[Saved entries]
--------------------------------------------------
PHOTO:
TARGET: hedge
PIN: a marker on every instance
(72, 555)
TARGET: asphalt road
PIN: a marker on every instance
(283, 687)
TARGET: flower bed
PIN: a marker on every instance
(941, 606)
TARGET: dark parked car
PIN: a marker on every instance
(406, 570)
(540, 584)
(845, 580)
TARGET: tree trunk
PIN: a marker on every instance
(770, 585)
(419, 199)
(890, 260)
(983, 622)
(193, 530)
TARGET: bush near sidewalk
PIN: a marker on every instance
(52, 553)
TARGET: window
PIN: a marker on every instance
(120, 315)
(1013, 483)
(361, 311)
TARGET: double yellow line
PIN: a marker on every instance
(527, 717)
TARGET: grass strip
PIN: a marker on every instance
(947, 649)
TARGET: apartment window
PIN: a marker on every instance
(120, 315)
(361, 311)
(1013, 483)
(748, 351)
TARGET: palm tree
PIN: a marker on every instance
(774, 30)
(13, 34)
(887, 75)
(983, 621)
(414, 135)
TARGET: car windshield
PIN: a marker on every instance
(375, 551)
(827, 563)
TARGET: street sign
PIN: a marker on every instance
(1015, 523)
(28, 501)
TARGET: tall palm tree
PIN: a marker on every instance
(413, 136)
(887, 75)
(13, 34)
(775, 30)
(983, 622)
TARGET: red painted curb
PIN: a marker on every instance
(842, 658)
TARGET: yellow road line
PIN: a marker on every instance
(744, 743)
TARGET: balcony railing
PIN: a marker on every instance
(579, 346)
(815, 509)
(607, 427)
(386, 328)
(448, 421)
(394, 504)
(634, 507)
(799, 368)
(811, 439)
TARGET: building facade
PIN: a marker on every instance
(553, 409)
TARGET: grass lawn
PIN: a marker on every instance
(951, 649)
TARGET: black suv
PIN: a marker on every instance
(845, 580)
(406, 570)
--------------------------------------------------
**EXERCISE BRIEF**: With the line containing "TARGET: red painted curb" as the first and the last line above as the final one, copy those lines exactly and no others.

**THE ANSWER**:
TARGET: red painted curb
PIN: a marker on every instance
(842, 658)
TARGET: yellow road line
PIN: a marker on every instance
(744, 743)
TARGET: balcony railing
PIN: a marker on every instance
(579, 346)
(815, 509)
(607, 427)
(386, 328)
(448, 421)
(394, 504)
(634, 507)
(799, 368)
(811, 439)
TARGET: building facade
PIN: a marker on every instance
(553, 409)
TARGET: grass lawn
PIN: a marker on every instance
(951, 649)
TARGET: black suv
PIN: a marker on every instance
(845, 580)
(406, 570)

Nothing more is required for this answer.